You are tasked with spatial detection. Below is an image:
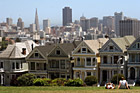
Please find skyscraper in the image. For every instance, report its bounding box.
[114,12,124,36]
[90,17,98,28]
[6,18,13,26]
[63,7,72,26]
[35,8,40,31]
[43,19,51,34]
[120,19,140,38]
[17,18,24,30]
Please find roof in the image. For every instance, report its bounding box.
[35,41,82,57]
[84,38,108,53]
[111,36,135,52]
[0,40,38,58]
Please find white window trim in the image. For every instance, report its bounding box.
[85,57,96,67]
[11,61,22,70]
[77,58,81,66]
[0,61,4,69]
[34,52,39,58]
[81,47,87,53]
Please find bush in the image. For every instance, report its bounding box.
[84,76,97,86]
[33,78,44,86]
[111,74,125,84]
[136,80,140,86]
[52,78,67,86]
[65,78,84,86]
[17,73,36,86]
[33,78,52,86]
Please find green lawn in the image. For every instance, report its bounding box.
[0,86,140,93]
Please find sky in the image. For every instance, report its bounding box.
[0,0,140,27]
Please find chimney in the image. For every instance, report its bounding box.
[31,43,34,50]
[22,48,26,55]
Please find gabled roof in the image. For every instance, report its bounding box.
[84,38,108,53]
[0,40,38,58]
[111,36,135,52]
[35,41,82,57]
[127,37,140,50]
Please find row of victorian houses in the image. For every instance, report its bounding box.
[0,36,139,86]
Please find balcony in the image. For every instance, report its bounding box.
[100,64,124,69]
[128,62,140,66]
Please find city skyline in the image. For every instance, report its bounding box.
[0,0,140,27]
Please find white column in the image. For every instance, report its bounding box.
[85,71,87,79]
[109,70,111,81]
[112,56,114,64]
[74,71,76,79]
[128,67,130,79]
[100,69,102,84]
[135,68,138,79]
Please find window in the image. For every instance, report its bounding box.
[77,58,80,66]
[86,58,91,66]
[121,70,123,74]
[50,60,59,68]
[131,54,135,62]
[16,62,19,69]
[56,50,60,55]
[35,53,39,58]
[109,46,113,50]
[114,56,119,64]
[93,58,96,66]
[44,63,46,70]
[103,56,107,64]
[87,72,91,76]
[31,62,35,70]
[61,60,65,69]
[0,62,3,68]
[81,48,87,53]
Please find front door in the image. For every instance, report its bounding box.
[102,70,107,82]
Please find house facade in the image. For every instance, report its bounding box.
[26,42,81,79]
[127,37,140,81]
[99,36,135,85]
[72,38,108,81]
[0,40,38,85]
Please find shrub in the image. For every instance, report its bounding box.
[111,74,125,84]
[65,78,84,86]
[33,78,44,86]
[33,78,52,86]
[52,78,67,86]
[17,73,36,86]
[84,76,97,86]
[136,80,140,86]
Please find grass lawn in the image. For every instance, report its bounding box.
[0,86,140,93]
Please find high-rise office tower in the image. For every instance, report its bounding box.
[35,8,40,31]
[63,7,72,26]
[43,19,51,34]
[80,16,86,31]
[120,19,140,38]
[6,18,13,26]
[30,23,36,32]
[103,16,115,34]
[17,18,24,30]
[90,17,98,28]
[114,12,124,36]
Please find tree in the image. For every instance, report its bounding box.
[84,76,97,86]
[17,73,36,86]
[111,74,125,84]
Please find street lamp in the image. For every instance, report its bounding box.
[117,58,122,85]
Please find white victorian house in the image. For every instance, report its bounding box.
[0,40,38,86]
[99,36,135,85]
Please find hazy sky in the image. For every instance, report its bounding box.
[0,0,139,27]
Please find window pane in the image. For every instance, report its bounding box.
[61,60,65,69]
[86,58,91,66]
[87,72,91,76]
[31,62,35,70]
[16,62,19,69]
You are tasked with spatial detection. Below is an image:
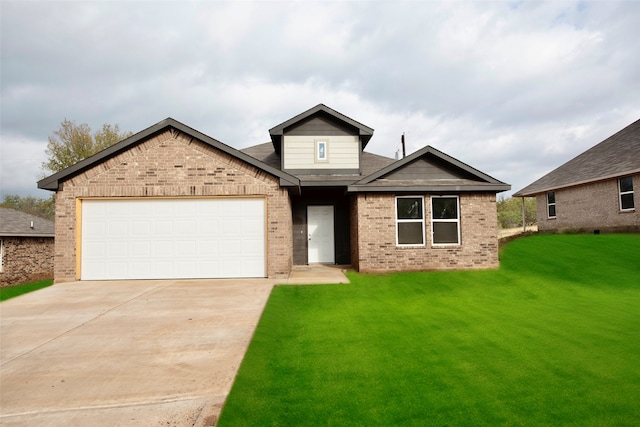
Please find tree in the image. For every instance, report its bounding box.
[1,194,55,221]
[42,119,133,174]
[497,196,537,229]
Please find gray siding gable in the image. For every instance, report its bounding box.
[384,156,479,181]
[285,113,358,136]
[350,145,510,193]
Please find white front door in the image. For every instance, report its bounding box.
[307,205,335,264]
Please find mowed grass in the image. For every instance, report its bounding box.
[0,279,53,301]
[218,234,640,426]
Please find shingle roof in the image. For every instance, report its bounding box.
[0,208,55,237]
[513,118,640,197]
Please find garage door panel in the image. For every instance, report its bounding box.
[81,198,266,280]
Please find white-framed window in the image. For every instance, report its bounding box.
[431,196,460,245]
[0,239,4,273]
[396,196,425,246]
[547,191,556,218]
[619,176,635,211]
[315,140,328,162]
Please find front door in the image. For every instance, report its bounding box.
[307,205,335,263]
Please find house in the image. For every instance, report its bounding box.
[38,104,510,282]
[0,208,55,287]
[513,118,639,233]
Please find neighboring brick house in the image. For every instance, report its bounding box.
[0,208,54,287]
[513,118,639,233]
[38,104,509,282]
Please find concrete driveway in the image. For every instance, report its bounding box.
[0,279,277,426]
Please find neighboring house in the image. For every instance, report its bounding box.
[38,104,509,282]
[0,208,55,287]
[513,118,639,233]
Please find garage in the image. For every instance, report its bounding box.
[80,198,266,280]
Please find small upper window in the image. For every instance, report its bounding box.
[619,176,634,210]
[316,140,328,162]
[547,191,556,218]
[396,196,425,246]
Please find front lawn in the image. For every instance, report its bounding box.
[218,234,640,426]
[0,279,53,302]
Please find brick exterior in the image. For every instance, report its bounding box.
[536,174,639,233]
[351,193,499,273]
[0,237,54,287]
[53,129,292,282]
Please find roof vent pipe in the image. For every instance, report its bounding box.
[30,221,34,229]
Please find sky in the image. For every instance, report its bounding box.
[2,0,639,200]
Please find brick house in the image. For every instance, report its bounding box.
[0,208,55,287]
[38,105,509,282]
[513,118,639,233]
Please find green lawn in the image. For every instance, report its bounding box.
[218,234,640,426]
[0,279,53,302]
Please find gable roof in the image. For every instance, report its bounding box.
[38,118,300,191]
[348,145,510,193]
[0,208,55,237]
[513,118,640,197]
[268,104,374,154]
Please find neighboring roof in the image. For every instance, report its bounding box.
[348,145,511,193]
[513,118,640,197]
[38,118,300,191]
[268,104,374,154]
[0,208,54,237]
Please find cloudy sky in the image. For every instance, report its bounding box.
[2,1,639,200]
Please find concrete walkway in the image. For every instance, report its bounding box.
[0,267,349,426]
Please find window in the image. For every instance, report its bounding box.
[431,196,460,245]
[0,239,3,273]
[315,140,328,162]
[396,196,425,246]
[619,176,634,210]
[547,191,556,218]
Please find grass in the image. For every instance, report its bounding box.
[218,234,640,426]
[0,279,53,302]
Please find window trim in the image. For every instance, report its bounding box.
[395,196,426,247]
[0,239,3,273]
[547,191,556,219]
[315,139,328,162]
[431,195,461,246]
[618,176,635,211]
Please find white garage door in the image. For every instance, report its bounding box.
[81,198,266,280]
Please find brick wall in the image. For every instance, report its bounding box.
[0,237,54,287]
[536,174,639,233]
[53,129,292,282]
[351,192,499,273]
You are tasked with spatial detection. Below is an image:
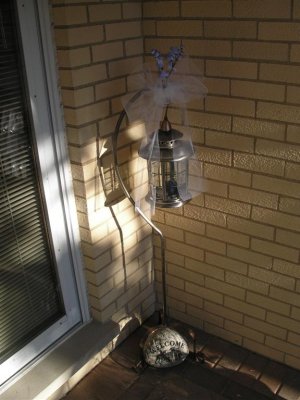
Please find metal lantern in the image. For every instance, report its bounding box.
[139,113,193,209]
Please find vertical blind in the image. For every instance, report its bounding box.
[0,0,63,364]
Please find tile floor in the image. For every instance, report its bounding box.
[63,314,300,400]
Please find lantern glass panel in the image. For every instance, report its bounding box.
[149,158,189,207]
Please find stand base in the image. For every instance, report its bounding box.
[143,326,189,368]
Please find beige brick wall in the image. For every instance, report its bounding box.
[50,0,155,325]
[50,0,300,371]
[143,0,300,370]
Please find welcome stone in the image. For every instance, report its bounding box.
[143,326,189,368]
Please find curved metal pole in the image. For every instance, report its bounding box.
[111,92,168,326]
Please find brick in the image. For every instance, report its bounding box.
[54,25,104,48]
[186,258,225,280]
[226,271,268,294]
[60,64,107,88]
[251,238,299,263]
[274,259,300,279]
[92,42,123,63]
[88,4,121,22]
[285,355,300,370]
[233,41,288,62]
[234,153,285,176]
[184,204,227,227]
[267,313,300,334]
[186,39,231,58]
[206,60,258,79]
[106,21,141,41]
[260,64,300,85]
[291,44,300,62]
[142,20,156,35]
[109,56,143,78]
[205,194,251,218]
[249,265,295,290]
[123,2,142,19]
[259,22,300,41]
[204,21,257,39]
[125,38,143,57]
[276,228,300,249]
[253,175,300,199]
[206,277,245,300]
[168,286,204,309]
[206,130,255,151]
[205,323,242,345]
[256,139,300,163]
[286,162,300,180]
[166,238,204,261]
[243,339,284,363]
[227,215,274,241]
[229,186,278,210]
[270,287,300,307]
[205,96,255,117]
[62,86,94,108]
[227,245,273,269]
[182,1,232,17]
[248,292,290,316]
[57,47,90,68]
[95,79,126,101]
[231,80,285,102]
[204,301,243,323]
[188,305,224,327]
[186,281,224,304]
[205,78,230,96]
[232,117,285,141]
[266,337,300,358]
[157,223,184,241]
[64,101,109,126]
[287,86,300,104]
[52,6,88,26]
[225,320,265,343]
[206,252,248,275]
[143,2,180,18]
[287,125,300,144]
[204,164,251,187]
[157,20,203,37]
[292,307,300,320]
[67,124,97,145]
[167,270,185,290]
[196,145,231,166]
[165,214,205,235]
[294,1,300,18]
[234,0,291,18]
[245,316,287,340]
[258,101,300,124]
[198,178,228,198]
[225,297,266,320]
[187,110,231,131]
[207,225,249,248]
[186,232,226,254]
[257,191,300,224]
[87,277,114,299]
[165,250,184,267]
[171,309,205,330]
[279,197,300,216]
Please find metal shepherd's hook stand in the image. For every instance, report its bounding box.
[111,91,168,327]
[111,91,191,369]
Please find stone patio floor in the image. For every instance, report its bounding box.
[63,315,300,400]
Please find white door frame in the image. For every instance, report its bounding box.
[0,0,90,388]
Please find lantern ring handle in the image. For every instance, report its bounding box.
[111,90,168,325]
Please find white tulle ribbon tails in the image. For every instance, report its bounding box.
[122,45,208,215]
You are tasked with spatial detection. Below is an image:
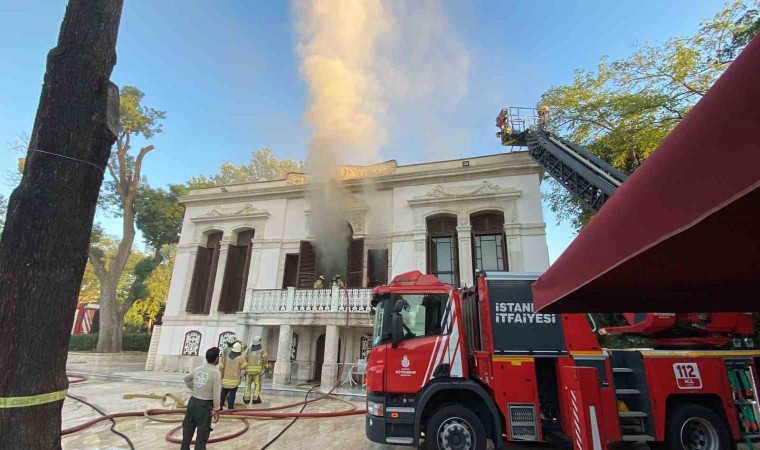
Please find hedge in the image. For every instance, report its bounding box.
[69,333,151,352]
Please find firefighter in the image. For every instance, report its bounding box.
[537,104,549,129]
[332,275,346,289]
[220,342,246,410]
[243,335,268,404]
[219,335,246,373]
[313,275,326,289]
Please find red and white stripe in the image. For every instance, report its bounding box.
[421,292,464,385]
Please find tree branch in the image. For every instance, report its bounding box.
[131,144,154,193]
[88,250,107,282]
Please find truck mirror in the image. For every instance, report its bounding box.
[391,314,404,348]
[392,299,405,313]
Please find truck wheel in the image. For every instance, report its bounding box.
[425,404,487,450]
[664,403,730,450]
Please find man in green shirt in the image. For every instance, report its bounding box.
[181,347,221,450]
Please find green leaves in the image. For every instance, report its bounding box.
[188,147,305,187]
[540,0,758,230]
[118,86,166,139]
[134,184,186,250]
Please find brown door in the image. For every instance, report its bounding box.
[313,334,325,381]
[282,254,299,288]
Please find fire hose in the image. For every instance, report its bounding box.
[62,289,367,446]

_DESCRIPTION OF THE TASK_: Everything from the line containing "Please find truck mirror" through the last line above should be set down exactly; include no other lines.

_RESULT OF THE TASK_:
Please find truck mirror in the image. For every instance, report its bounding box.
[391,314,404,348]
[392,299,405,313]
Please find truck wheel in the image. For every instance, report its bounding box.
[425,404,487,450]
[664,403,730,450]
Please find man in green shirt in the image. For every instance, report its bounding box.
[181,347,221,450]
Please find green leaves in the image. For every instance, report its bounding box.
[188,147,305,187]
[540,0,758,230]
[118,86,166,139]
[134,184,186,250]
Please find brown door in the image. For every instance, report its bounding box.
[313,334,325,381]
[282,254,299,288]
Please find fire hose in the image. For every instance, report its bounding box.
[62,289,367,446]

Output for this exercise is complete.